• [Given information]:
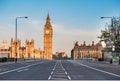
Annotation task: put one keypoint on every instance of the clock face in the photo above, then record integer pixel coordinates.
(47, 31)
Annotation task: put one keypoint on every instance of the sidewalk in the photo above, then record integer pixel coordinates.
(6, 63)
(106, 62)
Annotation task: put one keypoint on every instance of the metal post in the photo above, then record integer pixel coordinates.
(16, 38)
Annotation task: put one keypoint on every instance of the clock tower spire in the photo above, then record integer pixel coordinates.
(48, 32)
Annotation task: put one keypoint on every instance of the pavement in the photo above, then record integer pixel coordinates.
(59, 70)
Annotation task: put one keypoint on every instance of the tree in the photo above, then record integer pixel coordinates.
(111, 35)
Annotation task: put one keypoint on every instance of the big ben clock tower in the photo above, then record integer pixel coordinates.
(48, 32)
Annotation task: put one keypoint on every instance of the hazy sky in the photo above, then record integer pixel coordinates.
(72, 20)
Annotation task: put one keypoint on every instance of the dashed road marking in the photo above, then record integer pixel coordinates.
(22, 70)
(99, 70)
(19, 68)
(58, 72)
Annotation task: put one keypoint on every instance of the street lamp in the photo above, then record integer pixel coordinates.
(111, 42)
(16, 36)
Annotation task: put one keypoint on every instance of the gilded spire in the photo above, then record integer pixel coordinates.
(48, 19)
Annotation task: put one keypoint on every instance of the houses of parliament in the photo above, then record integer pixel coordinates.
(29, 51)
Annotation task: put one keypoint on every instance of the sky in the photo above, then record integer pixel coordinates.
(72, 20)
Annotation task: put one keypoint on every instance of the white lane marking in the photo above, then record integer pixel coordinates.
(99, 70)
(52, 71)
(18, 68)
(49, 77)
(69, 77)
(22, 70)
(65, 71)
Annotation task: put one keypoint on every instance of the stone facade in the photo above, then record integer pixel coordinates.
(48, 33)
(29, 51)
(84, 51)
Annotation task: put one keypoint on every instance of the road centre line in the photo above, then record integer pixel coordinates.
(99, 70)
(19, 68)
(65, 71)
(52, 71)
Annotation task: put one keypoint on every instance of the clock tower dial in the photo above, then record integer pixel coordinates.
(48, 32)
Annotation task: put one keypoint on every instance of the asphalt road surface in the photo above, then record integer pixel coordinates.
(59, 70)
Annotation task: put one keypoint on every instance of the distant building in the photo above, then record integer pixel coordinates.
(84, 51)
(22, 52)
(48, 34)
(29, 51)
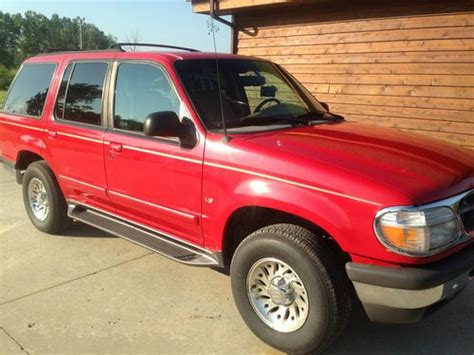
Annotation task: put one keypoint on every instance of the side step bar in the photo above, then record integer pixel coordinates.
(148, 238)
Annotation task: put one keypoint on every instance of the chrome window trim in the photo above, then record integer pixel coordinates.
(183, 110)
(450, 202)
(74, 62)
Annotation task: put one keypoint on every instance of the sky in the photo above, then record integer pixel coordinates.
(155, 21)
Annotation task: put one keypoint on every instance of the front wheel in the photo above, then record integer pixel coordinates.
(44, 200)
(290, 288)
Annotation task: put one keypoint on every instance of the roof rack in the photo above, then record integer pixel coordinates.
(120, 45)
(69, 50)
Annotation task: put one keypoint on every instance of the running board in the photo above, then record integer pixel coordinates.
(158, 242)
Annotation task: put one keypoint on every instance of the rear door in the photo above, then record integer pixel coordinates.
(152, 181)
(76, 132)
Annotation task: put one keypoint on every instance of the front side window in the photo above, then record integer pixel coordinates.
(141, 89)
(252, 93)
(80, 93)
(29, 90)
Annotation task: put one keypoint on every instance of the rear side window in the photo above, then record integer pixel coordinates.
(80, 93)
(29, 90)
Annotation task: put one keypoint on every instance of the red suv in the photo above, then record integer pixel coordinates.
(227, 161)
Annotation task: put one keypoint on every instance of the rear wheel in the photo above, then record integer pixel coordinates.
(290, 288)
(43, 199)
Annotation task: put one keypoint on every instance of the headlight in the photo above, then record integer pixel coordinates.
(417, 232)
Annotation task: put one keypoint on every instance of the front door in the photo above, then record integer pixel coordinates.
(152, 181)
(76, 132)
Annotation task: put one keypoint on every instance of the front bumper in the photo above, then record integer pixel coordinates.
(405, 295)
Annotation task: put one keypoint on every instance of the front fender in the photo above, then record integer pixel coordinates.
(234, 192)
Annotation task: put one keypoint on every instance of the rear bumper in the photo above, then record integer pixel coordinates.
(405, 295)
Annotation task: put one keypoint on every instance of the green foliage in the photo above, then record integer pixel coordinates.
(25, 35)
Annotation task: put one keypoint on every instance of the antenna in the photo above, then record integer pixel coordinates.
(226, 138)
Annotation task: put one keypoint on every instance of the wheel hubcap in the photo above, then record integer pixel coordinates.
(277, 295)
(38, 199)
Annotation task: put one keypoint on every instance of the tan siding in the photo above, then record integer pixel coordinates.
(413, 70)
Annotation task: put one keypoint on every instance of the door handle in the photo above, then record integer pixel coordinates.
(116, 147)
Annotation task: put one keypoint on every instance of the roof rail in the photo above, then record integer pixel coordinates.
(67, 50)
(120, 45)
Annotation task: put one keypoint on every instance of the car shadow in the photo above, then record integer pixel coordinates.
(449, 331)
(82, 230)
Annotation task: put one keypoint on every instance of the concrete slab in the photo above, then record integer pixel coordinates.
(8, 345)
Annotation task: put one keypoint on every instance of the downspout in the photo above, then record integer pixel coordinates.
(232, 25)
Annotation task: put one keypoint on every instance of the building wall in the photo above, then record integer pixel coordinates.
(408, 65)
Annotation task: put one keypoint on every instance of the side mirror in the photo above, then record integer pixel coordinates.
(325, 105)
(167, 124)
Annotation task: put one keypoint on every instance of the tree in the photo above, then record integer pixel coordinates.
(22, 36)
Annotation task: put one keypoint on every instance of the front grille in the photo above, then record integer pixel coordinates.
(466, 210)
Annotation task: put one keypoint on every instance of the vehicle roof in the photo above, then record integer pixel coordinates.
(170, 56)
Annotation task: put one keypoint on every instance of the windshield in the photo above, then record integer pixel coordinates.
(253, 92)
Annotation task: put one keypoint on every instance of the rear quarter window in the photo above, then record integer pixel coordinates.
(28, 92)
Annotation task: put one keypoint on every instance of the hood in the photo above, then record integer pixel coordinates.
(418, 167)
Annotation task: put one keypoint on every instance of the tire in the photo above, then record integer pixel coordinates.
(307, 258)
(39, 177)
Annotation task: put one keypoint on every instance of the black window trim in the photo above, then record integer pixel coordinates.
(47, 95)
(111, 104)
(103, 122)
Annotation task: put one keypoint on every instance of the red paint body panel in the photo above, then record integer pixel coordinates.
(336, 176)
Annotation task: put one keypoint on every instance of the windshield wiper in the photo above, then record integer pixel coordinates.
(266, 120)
(319, 116)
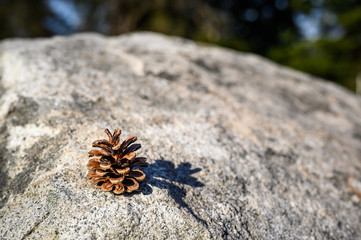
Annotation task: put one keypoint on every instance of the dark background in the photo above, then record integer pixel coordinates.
(321, 37)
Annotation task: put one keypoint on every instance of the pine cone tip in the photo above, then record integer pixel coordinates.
(114, 166)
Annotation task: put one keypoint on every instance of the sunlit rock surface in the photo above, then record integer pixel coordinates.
(239, 147)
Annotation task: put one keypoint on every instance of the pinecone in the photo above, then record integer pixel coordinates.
(112, 167)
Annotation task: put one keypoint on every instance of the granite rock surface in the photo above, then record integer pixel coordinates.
(238, 146)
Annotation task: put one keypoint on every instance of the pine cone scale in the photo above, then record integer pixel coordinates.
(113, 168)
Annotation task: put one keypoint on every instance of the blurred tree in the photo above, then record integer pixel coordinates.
(336, 55)
(19, 18)
(274, 28)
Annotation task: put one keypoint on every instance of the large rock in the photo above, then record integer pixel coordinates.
(239, 147)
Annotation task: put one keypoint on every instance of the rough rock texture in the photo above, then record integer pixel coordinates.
(239, 147)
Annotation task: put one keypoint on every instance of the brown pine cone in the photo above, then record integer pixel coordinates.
(112, 167)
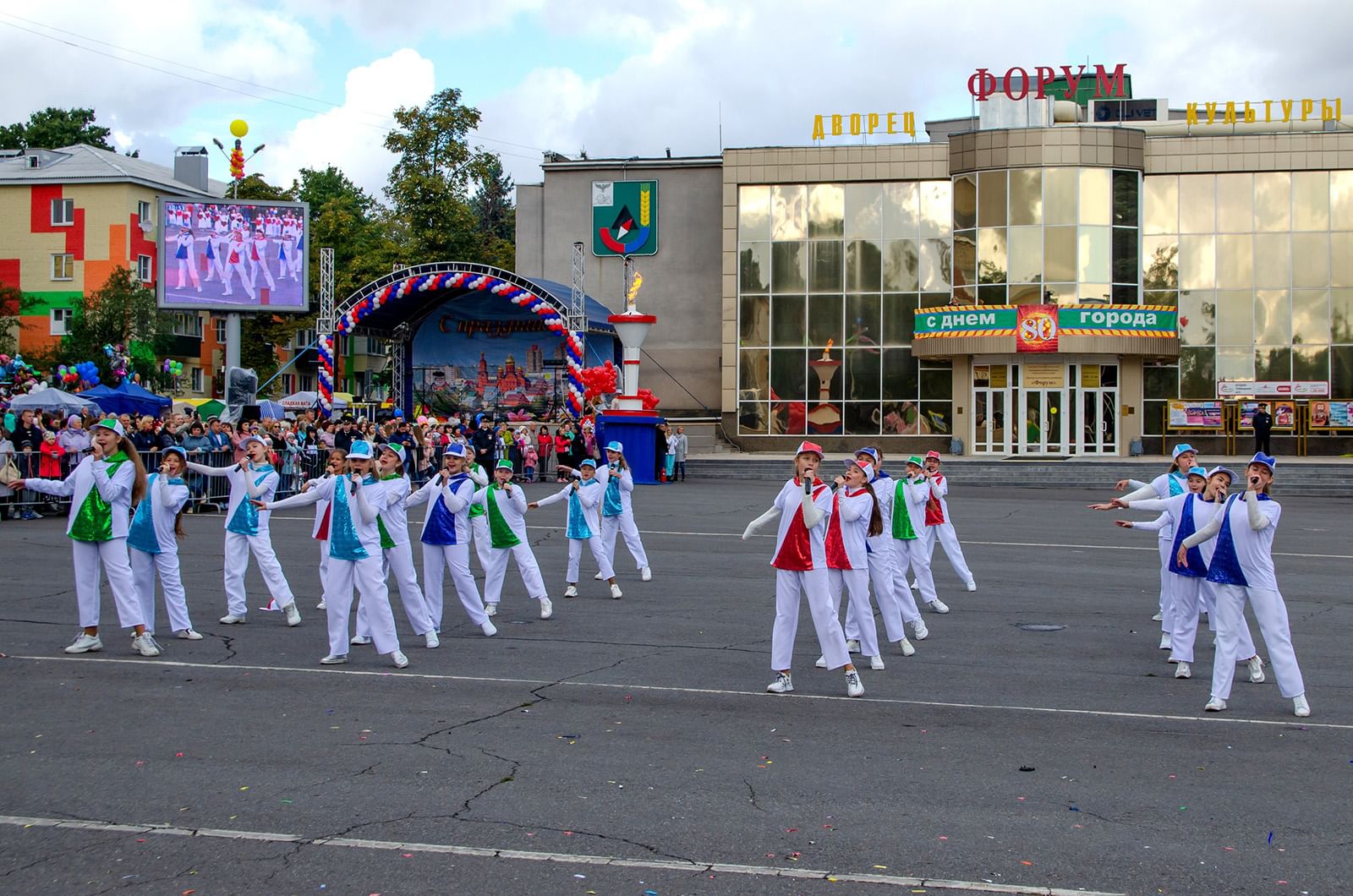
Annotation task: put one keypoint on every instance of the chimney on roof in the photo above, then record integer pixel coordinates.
(189, 167)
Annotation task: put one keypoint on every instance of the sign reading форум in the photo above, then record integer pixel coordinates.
(1077, 320)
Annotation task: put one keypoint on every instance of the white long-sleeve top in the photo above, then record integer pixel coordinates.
(849, 529)
(259, 484)
(114, 488)
(153, 526)
(1244, 531)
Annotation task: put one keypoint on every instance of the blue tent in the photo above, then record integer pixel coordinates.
(128, 398)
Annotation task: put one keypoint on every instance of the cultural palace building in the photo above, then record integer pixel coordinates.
(1082, 274)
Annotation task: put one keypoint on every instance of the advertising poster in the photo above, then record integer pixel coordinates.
(1195, 414)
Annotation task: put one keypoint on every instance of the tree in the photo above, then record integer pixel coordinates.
(54, 128)
(122, 310)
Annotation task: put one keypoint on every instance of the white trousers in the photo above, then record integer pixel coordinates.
(112, 555)
(893, 610)
(399, 562)
(812, 585)
(144, 567)
(497, 571)
(437, 558)
(237, 560)
(857, 589)
(629, 529)
(1271, 614)
(370, 580)
(947, 539)
(479, 535)
(575, 551)
(913, 555)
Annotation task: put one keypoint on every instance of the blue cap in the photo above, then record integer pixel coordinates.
(1268, 461)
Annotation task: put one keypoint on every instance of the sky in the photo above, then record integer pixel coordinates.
(317, 80)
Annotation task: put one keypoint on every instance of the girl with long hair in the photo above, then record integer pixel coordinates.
(103, 489)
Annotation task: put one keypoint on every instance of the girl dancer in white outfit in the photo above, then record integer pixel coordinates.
(505, 509)
(939, 526)
(852, 520)
(910, 549)
(397, 554)
(583, 497)
(353, 555)
(337, 462)
(101, 490)
(247, 531)
(1242, 570)
(800, 560)
(153, 539)
(446, 539)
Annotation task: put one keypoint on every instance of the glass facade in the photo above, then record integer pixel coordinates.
(829, 279)
(1032, 236)
(1262, 270)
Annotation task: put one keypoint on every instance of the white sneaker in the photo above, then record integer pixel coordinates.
(85, 644)
(145, 644)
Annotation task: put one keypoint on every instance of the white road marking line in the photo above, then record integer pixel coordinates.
(1001, 544)
(567, 858)
(716, 692)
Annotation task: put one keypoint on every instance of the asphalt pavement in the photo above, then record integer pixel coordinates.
(1035, 743)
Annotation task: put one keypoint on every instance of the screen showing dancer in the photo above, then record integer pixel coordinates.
(233, 254)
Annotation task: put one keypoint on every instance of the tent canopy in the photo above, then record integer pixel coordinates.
(128, 398)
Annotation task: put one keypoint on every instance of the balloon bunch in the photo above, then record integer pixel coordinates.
(76, 376)
(119, 360)
(600, 380)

• [Instructions for the task]: The range begins at the line containing "the white road" and ends at the last line of the entries; reproduce it exactly.

• [Problem solution]:
Annotation task: put one keypoint on every instance of the white road marking line in the photo above, then record integer pixel coordinates.
(1001, 544)
(567, 858)
(716, 692)
Annotation task: put one keypoint on every instance of the asphalt pavement in the photo above, then record integer pixel coordinates.
(1035, 743)
Annotation task: put one keypoint on every instance of the screen showing dancer in the photo above, then record integer pixel coordinates.
(233, 254)
Annotation task: put one keypoint on every instance of the tent canopy in the photo above, then record integer pixel coordinates.
(128, 398)
Annotation task: put one keypoint on every instance of the balloon bunch in the photo above, then record integer pixel coordinates.
(76, 376)
(119, 360)
(600, 380)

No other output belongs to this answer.